:: Records for the task ::

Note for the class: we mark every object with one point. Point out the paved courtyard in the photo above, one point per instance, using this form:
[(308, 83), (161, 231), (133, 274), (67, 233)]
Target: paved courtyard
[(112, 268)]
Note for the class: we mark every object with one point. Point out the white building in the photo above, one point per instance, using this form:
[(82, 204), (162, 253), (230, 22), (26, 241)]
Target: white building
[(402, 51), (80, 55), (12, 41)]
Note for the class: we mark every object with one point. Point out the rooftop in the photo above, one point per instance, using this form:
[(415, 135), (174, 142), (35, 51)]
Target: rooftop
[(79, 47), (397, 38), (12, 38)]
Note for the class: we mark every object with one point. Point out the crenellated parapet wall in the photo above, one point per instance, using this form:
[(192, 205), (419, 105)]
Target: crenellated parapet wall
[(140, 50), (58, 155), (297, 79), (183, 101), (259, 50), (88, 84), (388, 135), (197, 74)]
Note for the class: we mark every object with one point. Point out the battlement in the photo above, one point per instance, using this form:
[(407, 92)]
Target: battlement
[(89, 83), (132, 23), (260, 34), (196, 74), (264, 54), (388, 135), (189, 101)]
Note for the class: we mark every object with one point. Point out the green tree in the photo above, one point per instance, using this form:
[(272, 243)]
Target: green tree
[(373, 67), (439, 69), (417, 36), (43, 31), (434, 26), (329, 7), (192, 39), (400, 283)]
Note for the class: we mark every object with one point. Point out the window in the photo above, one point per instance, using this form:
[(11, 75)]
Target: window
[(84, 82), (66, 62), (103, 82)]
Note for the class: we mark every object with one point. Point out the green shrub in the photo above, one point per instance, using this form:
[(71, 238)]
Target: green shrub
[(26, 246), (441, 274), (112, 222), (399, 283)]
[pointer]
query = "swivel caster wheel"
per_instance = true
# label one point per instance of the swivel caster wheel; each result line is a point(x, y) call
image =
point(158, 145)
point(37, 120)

:::

Output the entire listing exactly as it appears above.

### Task response
Note for the class: we mark every object with one point. Point out the paved courtyard in the photo above, one point per instance, using this form:
[(308, 83), (161, 231), (133, 274), (67, 233)]
Target: paved courtyard
[(112, 268)]
Note for the class: we mark every object with one point. Point out the white building in the photo above, one point per instance, using this form:
[(82, 204), (162, 253), (230, 22), (26, 241)]
Target: white building
[(402, 51), (80, 55), (12, 41)]
Note for the class: we mark every object with one point. Point out the rooftop in the photo above, one point per instance, using this form:
[(415, 135), (174, 142), (35, 51)]
Target: rooftop
[(79, 47), (397, 38), (12, 38)]
Note for the class: we mark every object with one point. Point out the crenellated parapet wall in the photo above, one point per instance, using this form:
[(192, 205), (419, 105)]
Target: crenellated parapet wall
[(140, 50), (58, 155), (297, 79), (183, 101), (259, 50), (88, 84), (388, 135), (197, 74)]
Note for the class: we mark every object with one point. Point out the battlement in the photo above, one point per instance, using this form:
[(407, 92)]
Target: battlement
[(89, 83), (132, 23), (260, 34), (196, 74), (264, 54), (388, 135), (189, 101)]
Note for the class: we mark every object with one point. Point out the green tree in the photo above, one point per instance, using this form:
[(272, 243)]
Target: green tree
[(373, 67), (439, 69), (417, 36), (43, 31), (434, 26), (329, 7), (192, 39), (400, 283)]
Note for the class: we mark every object with one point. Point out the window in the photo above, one point per instance, using this form:
[(11, 75)]
Target: window
[(84, 82), (66, 62), (103, 82)]
Note for the class: we mark every object with one point. Point out the green shrub in the photo above, one point per instance, using this form:
[(71, 238)]
Target: green shrub
[(26, 246), (441, 274), (112, 222), (399, 283)]
[pointer]
query = "swivel caster wheel"
per_instance = true
# label one point per instance of the swivel caster wheel; each result line is a point(x, y) call
image =
point(158, 145)
point(37, 120)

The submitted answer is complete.